Texto selecionado »
-------

Miguel
do Rosário: O Plano B para 2026
O plano
A é Lula, claro. O atual presidente já conquistou três eleições presidenciais e
tem plenas condições de vencer pela quarta vez. Seu governo apresenta índices
econômicos sólidos que justificariam sua reeleição. A oposição, embora ainda
esteja um pouco desorientada em função da inelegibilidade de Bolsonaro, tem um
nome forte: Tarcísio de Freitas, governador de São Paulo. Se ele conseguir
recosturar politicamente com astúcia, poderá formar uma frente ampla pela
direita, dificultando a reeleição do presidente Lula. É preciso manter isso em
mente.
Mas em
um mundo cada vez mais instável e perigoso, é questão de responsabilidade
pensar em estratégias alternativas. Não por falta de confiança no plano A, mas
para não deixar a população mais vulnerável à deriva caso surja algum
imprevisto. Esta é uma responsabilidade que cabe ao campo democrático, à mesma
Frente Ampla que garantiu a vitória de Lula em 2022 e que poderá ser novamente
decisiva em 2026.
Desde 7
de outubro de 2023, quando o Hamas atacou Israel e desencadeou uma resposta que
a Anistia Internacional caracterizou como “um genocídio transmitido ao vivo”, o
cenário internacional deteriorou-se rapidamente. Na Ucrânia, após anos de
provocações e expansão da OTAN, os Estados Unidos finalmente conseguiram o que
queriam: arrastar a Rússia para uma guerra na região, permitindo desovar seu
estoque velho de armas e enriquecer sua indústria bélica decadente.
Neste
contexto de incertezas globais, o PT precisa considerar alternativas. E se o
candidato for Fernando Haddad? O atual ministro da Fazenda, que já disputou a
presidência em 2018 ficando em segundo lugar, surge como o nome natural para
substituir Lula caso o presidente decida não concorrer em 2026.
Fernando
Haddad consolidou-se como um dos ministros mais influentes nos dois primeiros
anos da gestão Lula 3, mas agora enfrenta sua fase mais delicada no cargo. Aos
62 anos, considerado o “pupilo 01” do presidente, tem na economia um trampolim
para voos maiores, embora negue qualquer pretensão eleitoral.
Haddad
procura oferecer uma imagem de administrador equilibrado para atender vários
setores sociais, o que é uma tarefa complexa e tem um preço. Quem tenta agradar
a todos acaba, muitas vezes, não agradando a ninguém. Sua atuação inclui um
diálogo constante com o mercado financeiro e o setor empresarial, buscando
evitar ataques especulativos e amenizar tensões.
Apesar
de críticas levianas de que Haddad gostaria de cortar programas sociais, os
números mostram o contrário. Ao mesmo tempo, ele busca atender as bases,
mantendo verba para o aumento significativo desses programas nos quase dois
anos e meio de governo Lula 3. O Orçamento de 2025 prevê R$ 158,6
bilhões para o Bolsa Família e R$ 112 bilhões para o BPC (Benefício de
Prestação Continuada), segundo dados da CNN Brasil. Isso representa um
crescimento expressivo em relação a 2023, quando os valores eram de R$ 142
bilhões e R$ 87 bilhões, respectivamente.

-------

Tarefa proposta 1 » Reproduza, palavra por palavra, o trecho dos registros que começa na linha que contém "Q: Where is a point on each instance of the upstairs" e termina no fim dos registros, com as duas extremidades incluídas.
O texto e os registros não têm relação entre si.

-------

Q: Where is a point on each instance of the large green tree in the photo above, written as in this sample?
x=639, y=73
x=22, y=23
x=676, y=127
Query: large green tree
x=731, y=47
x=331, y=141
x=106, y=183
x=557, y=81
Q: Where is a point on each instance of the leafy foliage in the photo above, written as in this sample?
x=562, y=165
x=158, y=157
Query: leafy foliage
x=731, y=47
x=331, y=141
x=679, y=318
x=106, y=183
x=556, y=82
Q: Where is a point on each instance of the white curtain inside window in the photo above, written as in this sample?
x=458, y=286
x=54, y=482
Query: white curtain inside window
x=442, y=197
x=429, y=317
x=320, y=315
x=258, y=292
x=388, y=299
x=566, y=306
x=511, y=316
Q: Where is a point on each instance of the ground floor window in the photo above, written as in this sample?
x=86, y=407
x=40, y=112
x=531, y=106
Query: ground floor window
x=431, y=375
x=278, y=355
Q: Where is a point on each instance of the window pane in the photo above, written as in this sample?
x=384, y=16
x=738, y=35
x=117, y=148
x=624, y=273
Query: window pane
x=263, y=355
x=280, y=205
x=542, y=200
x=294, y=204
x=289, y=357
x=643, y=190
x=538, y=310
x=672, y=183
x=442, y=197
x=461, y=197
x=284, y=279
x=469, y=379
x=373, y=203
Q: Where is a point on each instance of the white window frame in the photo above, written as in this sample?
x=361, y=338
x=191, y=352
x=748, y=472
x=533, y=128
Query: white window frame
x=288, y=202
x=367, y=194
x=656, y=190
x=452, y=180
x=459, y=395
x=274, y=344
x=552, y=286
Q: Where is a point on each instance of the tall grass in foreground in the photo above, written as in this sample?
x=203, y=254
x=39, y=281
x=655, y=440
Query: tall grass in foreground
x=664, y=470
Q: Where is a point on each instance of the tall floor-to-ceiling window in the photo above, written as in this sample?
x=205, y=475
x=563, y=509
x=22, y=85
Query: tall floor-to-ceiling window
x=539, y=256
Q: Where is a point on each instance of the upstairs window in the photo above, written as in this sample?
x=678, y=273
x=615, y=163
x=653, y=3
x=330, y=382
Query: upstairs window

-------

Tarefa proposta 2 » Indique se cada afirmação concorda com o texto sobre o Plano B para 2026, respondendo sim ou não e citando literalmente as palavras do texto que decidem a questão: (a) Fernando Haddad disputou a presidência em 2018 e ficou em segundo lugar; (b) o Orçamento de 2025 prevê R$ 142 bilhões para o Bolsa Família; (c) Tarcísio de Freitas é governador de Minas Gerais.

Solução do exercício 1 »
Q: Where is a point on each instance of the upstairs window in the photo above, written as in this sample?
x=678, y=273
x=615, y=163
x=653, y=3
x=330, y=382
Query: upstairs window

Solução do exercício 2 »
(a) Sim: "que já disputou a presidência em 2018 ficando em segundo lugar".
(b) Não: "O Orçamento de 2025 prevê R$ 158,6 bilhões para o Bolsa Família".
(c) Não: "Tarcísio de Freitas, governador de São Paulo".